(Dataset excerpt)
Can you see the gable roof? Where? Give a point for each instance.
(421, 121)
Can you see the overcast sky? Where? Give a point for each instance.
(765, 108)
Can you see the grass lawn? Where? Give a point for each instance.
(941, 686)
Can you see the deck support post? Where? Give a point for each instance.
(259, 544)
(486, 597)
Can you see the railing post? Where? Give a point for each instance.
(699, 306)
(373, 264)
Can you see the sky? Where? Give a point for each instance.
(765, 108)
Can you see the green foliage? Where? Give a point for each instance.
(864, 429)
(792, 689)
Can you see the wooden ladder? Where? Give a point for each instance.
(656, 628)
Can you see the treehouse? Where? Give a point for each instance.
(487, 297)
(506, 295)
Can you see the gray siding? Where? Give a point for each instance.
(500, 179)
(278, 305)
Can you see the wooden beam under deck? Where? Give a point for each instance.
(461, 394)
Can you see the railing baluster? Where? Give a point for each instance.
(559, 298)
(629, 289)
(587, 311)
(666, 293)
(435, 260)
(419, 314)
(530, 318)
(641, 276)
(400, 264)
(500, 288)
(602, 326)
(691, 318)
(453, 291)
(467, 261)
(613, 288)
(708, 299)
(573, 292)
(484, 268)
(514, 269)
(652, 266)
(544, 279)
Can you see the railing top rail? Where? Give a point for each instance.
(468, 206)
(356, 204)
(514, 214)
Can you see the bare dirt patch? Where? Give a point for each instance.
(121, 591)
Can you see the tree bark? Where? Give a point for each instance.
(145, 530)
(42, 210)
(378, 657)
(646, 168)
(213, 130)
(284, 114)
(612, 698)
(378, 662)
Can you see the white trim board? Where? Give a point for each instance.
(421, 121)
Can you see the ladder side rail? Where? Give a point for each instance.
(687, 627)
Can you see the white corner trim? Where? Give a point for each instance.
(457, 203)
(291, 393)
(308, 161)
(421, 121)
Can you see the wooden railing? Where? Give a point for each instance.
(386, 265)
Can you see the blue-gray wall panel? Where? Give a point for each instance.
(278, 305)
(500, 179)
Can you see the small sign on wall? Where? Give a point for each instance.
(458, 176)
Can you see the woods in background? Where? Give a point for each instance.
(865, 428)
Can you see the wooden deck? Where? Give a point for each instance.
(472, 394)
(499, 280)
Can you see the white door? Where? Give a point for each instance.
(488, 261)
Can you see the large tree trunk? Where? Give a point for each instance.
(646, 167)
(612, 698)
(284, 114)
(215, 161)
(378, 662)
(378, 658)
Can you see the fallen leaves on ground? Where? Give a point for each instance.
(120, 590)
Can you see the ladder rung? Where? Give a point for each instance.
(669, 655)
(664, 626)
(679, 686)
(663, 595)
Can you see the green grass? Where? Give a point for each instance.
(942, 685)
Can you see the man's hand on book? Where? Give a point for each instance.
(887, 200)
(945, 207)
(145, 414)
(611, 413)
* * *
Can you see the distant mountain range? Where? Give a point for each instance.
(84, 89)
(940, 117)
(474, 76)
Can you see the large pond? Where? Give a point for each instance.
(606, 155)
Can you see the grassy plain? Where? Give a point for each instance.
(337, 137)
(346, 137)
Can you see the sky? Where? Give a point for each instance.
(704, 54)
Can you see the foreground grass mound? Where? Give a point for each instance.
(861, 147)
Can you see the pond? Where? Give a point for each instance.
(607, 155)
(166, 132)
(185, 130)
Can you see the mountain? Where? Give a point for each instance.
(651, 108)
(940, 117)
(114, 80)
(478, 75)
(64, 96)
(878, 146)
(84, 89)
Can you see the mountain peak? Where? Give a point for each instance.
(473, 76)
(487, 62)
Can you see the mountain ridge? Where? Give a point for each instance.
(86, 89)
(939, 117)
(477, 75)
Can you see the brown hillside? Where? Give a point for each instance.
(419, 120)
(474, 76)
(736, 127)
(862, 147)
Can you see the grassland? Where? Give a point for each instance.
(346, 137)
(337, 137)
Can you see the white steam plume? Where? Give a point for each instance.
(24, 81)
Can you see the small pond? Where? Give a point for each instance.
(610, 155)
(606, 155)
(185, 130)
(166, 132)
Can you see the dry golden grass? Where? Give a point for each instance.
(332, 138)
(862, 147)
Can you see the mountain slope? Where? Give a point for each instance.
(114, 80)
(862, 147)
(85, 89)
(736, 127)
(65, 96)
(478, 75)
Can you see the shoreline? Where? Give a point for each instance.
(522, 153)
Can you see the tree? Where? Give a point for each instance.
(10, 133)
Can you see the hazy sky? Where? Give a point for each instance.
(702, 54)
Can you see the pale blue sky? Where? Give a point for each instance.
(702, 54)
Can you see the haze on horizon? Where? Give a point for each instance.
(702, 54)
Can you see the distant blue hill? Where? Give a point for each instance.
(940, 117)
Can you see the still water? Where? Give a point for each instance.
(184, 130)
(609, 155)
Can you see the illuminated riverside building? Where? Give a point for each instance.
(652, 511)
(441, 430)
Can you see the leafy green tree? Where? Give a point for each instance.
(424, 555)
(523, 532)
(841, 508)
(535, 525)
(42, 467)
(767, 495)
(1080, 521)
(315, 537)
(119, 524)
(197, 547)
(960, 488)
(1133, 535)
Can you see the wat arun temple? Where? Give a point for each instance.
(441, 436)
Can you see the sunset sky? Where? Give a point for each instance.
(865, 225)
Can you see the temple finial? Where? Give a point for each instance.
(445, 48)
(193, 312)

▶ WHAT TO PRODUCE:
Count the lines in the items above that contain the word "ladder". Reply with the number only.

▶ WRITTEN REPLY:
3